:: EXTRACT

The underrepresentation of ethnic minorities becomes clear when compared to U.S. census
figures showing that Blacks are 12.5% of the U.S. population, Hispanics 9.9%, and Asians
3.3%. The greatest underrepresentation is seen in the case of Hispanics who account for
almost 10% of the U.S. population, but are nearly invisible as announcers. Asians and
Blacks also are underrepresented in terms of total broadcast images, but to a lesser
extent.
Whites accounted for a very large share of commentator
appearances, 92% of 369 total appearances. Blacks made up the remaining 8%. There were no
Hispanic and Asian commentators in the content analysis sample.
Blacks fared much better as interviewers, appearing
in 39% (N = 12) of all interviews. Hispanics and Asians were underepresented once again
appearing in 6% (N = 2) and 3% (N=1) of the interviews. Fifty-two percent (N = 16) of the
31 interview appearances were made by White interviewers.
Findings also suggest that race and ethnicity may have
influenced the assignment of commentators to specific athletes and/or competitions. As the
ratios in Tables 1 and 2 show (pages 27 and 28), White commentators
were most likely to appear with White athletes (a ratio of 2.3/1) and least likely to
appear with Black athletes (a ratio of 1.8/1). In contrast, Black commentators were
slightly more likely to appear with Black athletes (a ratio of 1/5.4) than White athletes
(a ratio of 1/6.3).
Of course, the fact that many sports
commentators/interviewers are hired precisely because they are former athletes in a
particular sport would partially explain these numbers. One would expect, for example,
that Blacks would be more likely to be commentators/interviewers in the sports of track
and field or basketball where they comprise a large percentage of all athletes in the
sport as opposed to figure skating or swimming where Black athletes make up a relatively
small percentage of athletes. And though racism and prejudice might account for the
relatively small numbers of minority athletes participating in some sports, the greater
propensity of commentators/interviewers to appear with athletes of the same race/ethnicity
is probably explained in part by the athlete population from which
commentators/interviewers are drawn.
In conclusion, it is not surprising to find unequal
racial/ethnic representation among the commentators/interviewers in this study. Inside and
outside the institution of sport, racial and ethnic minorities have struggled for
increased recognition and advancement. Hispanic and Asian athletes have been almost
invisible in sociological research on sport (Melnick & Sabo, 1994). Within the
professional hierarchy of sports broadcasting, the commentator role holds more prestige
than the interviewer role. The fact that Whites were more visible as commentators than
Asians, Blacks, and Hispanics may reflect historically long-standing patterns of racial
inequality. And yet, the greater visibility of people of color as interviewers may mean
that racial and ethnic minorities are making successful inroads into middle-level
positions in the sports broadcasting profession.

::::
:: SUPPLIED RECORDS

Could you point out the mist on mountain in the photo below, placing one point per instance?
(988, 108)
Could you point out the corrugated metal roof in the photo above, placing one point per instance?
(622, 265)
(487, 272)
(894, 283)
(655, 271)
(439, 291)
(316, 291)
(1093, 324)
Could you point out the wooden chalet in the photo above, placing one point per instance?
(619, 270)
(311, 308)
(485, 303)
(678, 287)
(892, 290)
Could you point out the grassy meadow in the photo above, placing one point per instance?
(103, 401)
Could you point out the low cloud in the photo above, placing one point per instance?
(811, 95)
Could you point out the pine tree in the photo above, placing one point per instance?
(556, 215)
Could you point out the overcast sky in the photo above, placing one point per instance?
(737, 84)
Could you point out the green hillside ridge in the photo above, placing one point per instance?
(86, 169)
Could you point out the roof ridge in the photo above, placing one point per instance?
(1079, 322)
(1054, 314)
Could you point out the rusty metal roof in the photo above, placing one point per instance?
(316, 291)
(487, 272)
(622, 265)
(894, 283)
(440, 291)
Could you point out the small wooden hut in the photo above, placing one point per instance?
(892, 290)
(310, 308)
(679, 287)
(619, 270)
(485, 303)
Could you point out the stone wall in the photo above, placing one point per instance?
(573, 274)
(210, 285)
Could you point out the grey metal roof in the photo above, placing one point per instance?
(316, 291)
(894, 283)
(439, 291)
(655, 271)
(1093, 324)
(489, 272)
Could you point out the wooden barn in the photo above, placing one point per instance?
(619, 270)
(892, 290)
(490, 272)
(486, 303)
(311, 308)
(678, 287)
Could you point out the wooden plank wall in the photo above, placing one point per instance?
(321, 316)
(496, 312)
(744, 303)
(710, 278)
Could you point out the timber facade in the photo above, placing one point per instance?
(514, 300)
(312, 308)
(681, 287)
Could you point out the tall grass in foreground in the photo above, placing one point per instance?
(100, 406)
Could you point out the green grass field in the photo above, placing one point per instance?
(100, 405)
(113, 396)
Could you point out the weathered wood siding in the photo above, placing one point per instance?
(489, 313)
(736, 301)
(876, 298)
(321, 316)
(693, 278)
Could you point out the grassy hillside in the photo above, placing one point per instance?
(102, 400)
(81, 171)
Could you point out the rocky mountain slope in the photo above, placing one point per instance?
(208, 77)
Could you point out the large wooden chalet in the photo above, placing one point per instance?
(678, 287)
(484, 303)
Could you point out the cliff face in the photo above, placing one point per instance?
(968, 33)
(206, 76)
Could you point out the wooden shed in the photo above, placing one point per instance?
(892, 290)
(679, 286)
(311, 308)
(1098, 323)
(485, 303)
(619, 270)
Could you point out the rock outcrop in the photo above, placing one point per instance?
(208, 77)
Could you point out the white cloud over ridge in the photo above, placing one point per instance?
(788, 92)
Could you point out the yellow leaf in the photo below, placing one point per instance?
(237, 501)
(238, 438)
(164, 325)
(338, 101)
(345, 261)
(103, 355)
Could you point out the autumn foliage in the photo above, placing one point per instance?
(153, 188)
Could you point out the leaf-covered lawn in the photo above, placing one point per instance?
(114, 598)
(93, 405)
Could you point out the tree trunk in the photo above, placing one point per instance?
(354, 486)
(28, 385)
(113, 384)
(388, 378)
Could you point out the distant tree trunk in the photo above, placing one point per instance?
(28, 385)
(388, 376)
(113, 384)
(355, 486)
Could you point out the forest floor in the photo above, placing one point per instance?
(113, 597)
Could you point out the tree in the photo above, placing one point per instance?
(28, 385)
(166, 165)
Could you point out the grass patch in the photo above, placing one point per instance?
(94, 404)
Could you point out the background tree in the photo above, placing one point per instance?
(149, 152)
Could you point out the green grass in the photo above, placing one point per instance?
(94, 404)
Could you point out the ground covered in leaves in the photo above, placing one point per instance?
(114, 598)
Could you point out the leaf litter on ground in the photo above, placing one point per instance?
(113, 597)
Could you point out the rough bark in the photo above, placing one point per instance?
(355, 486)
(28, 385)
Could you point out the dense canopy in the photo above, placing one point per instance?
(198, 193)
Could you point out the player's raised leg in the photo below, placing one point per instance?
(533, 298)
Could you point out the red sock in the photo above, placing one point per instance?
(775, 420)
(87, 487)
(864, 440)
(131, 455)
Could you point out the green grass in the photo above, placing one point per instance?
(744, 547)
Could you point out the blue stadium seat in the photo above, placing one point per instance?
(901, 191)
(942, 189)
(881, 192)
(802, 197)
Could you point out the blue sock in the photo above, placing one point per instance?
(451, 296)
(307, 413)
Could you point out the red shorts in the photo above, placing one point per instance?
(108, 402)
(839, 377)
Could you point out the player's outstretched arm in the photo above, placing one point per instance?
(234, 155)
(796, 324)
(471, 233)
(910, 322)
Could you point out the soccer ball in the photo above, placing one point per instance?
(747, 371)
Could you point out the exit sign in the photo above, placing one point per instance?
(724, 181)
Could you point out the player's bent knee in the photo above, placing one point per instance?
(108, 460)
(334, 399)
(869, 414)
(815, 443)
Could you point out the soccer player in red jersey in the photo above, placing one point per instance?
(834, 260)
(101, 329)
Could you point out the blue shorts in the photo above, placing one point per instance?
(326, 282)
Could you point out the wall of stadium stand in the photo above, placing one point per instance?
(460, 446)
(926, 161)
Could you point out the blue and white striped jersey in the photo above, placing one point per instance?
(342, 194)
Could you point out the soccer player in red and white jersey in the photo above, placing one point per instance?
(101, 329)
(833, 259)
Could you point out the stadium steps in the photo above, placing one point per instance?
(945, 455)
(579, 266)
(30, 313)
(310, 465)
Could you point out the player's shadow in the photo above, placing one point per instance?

::::

**TASKS**
1. Answer these questions from the sports broadcasting excerpt:
(a) What share of the U.S. population do the census figures give for Asians?
(b) How many total commentator appearances were counted?
(c) Which role holds more prestige within the professional hierarchy of sports broadcasting?
2. Name every sport mentioned in the sports broadcasting excerpt.
3. Decide whether each statement agrees with the sports broadcasting excerpt. For each one, answer yes or no and quote the words that settle it.
(a) Hispanic and Asian commentators appeared in the sample.
(b) White interviewers made 16 of the 31 interview appearances.
(c) Black commentators were more likely to appear with White athletes than with Black athletes.

**SOLUTIONS TO EACH TASK**
1.
(a) 3.3%
(b) 369
(c) The commentator role

2. Track and field, basketball, figure skating, swimming

3.
(a) No: "There were no Hispanic and Asian commentators in the content analysis sample."
(b) Yes: "Fifty-two percent (N = 16) of the 31 interview appearances were made by White interviewers."
(c) No: "Black commentators were slightly more likely to appear with Black athletes (a ratio of 1/5.4) than White athletes (a ratio of 1/6.3)."